### [Some records]
#####
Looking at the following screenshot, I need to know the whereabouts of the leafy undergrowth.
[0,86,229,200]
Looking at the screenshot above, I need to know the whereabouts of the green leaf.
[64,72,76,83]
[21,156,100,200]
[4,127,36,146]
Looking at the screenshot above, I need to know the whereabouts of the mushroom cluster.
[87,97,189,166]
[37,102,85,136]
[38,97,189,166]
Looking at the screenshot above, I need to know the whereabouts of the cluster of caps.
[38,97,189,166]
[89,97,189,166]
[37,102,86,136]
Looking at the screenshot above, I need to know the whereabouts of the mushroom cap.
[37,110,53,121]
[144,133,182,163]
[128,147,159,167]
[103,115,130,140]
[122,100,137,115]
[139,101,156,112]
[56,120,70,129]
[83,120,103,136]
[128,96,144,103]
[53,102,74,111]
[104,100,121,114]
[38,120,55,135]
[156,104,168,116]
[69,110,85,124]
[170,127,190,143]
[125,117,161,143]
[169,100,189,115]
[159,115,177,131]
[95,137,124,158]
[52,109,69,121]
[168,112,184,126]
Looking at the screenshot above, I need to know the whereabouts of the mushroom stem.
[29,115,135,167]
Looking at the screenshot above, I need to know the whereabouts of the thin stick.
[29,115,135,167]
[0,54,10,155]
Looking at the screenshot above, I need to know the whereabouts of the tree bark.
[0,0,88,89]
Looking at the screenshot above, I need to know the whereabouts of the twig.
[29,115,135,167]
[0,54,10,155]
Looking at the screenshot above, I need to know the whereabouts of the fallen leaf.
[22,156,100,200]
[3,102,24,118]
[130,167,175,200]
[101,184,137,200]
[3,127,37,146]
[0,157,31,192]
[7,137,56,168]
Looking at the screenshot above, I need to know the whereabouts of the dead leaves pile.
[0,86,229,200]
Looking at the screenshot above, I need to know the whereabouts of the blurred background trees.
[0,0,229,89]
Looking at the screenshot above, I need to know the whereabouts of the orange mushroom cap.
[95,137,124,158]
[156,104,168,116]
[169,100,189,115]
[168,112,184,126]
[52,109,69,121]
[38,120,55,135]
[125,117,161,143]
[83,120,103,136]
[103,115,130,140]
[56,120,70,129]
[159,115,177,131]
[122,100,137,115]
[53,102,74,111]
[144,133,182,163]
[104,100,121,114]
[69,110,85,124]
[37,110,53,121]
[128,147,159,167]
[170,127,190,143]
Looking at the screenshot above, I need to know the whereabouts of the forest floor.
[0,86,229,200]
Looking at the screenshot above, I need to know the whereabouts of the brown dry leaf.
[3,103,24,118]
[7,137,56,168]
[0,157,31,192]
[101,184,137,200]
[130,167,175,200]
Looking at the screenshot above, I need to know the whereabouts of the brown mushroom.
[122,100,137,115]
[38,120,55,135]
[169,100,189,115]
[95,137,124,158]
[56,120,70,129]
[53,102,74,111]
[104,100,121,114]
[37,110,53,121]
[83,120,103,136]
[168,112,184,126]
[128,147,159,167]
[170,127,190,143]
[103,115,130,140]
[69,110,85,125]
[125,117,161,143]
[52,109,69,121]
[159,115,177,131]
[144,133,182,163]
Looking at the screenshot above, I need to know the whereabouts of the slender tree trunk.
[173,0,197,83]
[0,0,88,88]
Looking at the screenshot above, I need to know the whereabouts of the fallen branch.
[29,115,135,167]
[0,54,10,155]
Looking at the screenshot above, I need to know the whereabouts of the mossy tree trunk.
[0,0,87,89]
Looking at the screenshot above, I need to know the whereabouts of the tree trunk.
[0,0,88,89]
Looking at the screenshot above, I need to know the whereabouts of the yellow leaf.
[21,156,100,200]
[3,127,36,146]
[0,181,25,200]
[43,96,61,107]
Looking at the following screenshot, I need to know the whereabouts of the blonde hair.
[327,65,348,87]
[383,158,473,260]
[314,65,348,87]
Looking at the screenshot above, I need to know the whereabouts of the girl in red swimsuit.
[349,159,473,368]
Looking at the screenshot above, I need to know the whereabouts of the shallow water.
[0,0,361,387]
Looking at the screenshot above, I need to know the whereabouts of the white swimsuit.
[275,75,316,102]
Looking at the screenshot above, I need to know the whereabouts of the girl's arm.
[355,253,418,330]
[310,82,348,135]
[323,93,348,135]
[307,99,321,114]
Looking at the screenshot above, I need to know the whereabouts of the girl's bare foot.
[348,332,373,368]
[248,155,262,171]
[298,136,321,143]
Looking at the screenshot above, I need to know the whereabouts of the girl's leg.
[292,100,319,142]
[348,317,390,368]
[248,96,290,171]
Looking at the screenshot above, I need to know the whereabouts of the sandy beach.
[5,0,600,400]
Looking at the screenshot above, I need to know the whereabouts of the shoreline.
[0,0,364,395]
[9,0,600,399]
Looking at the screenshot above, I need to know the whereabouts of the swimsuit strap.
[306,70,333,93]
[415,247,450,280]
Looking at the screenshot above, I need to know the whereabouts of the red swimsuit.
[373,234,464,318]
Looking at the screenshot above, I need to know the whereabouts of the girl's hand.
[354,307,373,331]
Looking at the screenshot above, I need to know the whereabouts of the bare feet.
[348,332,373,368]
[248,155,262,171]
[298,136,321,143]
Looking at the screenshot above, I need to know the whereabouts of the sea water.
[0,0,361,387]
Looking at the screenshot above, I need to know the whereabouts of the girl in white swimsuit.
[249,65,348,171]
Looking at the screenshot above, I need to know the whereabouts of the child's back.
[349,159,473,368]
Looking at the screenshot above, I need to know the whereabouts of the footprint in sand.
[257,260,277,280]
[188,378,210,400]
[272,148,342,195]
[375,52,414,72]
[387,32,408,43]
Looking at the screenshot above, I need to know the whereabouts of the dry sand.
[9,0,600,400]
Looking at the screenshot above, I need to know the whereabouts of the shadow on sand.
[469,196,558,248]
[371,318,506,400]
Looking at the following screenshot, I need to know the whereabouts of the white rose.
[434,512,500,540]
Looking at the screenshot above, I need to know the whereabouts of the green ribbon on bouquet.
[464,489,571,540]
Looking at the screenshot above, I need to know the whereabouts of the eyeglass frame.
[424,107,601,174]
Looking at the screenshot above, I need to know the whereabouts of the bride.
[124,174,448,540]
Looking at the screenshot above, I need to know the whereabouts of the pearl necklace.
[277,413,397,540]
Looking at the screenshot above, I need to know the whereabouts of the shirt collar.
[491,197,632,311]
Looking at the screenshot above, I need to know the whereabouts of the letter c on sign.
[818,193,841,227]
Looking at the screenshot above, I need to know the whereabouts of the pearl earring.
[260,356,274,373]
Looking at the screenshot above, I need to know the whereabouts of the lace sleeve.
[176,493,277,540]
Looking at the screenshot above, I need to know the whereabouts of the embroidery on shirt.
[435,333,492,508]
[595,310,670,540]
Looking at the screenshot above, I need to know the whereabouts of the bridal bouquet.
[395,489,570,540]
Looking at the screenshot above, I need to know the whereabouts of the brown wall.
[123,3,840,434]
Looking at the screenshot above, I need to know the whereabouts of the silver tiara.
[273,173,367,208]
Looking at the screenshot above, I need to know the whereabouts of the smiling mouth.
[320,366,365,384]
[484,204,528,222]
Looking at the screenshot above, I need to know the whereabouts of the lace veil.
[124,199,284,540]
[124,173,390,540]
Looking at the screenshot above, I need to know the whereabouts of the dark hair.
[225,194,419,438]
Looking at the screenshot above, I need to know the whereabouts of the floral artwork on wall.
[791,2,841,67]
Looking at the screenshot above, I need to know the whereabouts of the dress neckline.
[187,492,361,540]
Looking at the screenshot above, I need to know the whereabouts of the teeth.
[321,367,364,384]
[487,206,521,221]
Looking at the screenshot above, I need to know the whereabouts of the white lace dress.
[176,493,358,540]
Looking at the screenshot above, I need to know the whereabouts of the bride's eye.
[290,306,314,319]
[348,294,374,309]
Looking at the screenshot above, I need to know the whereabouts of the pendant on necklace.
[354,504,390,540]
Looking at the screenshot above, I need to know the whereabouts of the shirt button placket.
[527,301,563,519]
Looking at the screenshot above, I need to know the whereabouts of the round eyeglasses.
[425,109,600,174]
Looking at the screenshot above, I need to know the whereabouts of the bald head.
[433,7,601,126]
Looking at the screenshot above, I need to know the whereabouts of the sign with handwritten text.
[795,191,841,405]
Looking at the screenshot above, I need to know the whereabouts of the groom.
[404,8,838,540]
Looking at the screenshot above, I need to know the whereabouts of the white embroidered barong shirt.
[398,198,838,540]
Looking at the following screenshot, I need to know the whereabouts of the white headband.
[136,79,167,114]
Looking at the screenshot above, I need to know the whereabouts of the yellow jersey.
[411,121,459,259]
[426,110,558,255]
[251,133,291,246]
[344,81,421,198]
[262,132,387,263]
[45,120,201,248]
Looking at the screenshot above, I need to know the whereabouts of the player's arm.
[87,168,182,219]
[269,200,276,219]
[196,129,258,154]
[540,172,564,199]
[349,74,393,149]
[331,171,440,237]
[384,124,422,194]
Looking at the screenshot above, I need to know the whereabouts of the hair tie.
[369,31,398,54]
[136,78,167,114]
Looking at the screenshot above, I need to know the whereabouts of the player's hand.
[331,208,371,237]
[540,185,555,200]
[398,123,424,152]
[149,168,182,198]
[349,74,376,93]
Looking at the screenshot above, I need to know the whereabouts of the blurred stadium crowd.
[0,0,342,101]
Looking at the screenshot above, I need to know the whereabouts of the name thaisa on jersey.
#####
Copy out the material above word for word, starting at the line with "embroidery on shirt." and continuing through the line with "[395,489,570,540]", that line included.

### [Answer below]
Looking at the screenshot above, I need to know the whereabouts of the embroidery on shirt.
[435,333,492,508]
[595,310,670,540]
Looking at the screenshot above, I need to know the whereabouts of the bridal bouquet.
[395,489,570,540]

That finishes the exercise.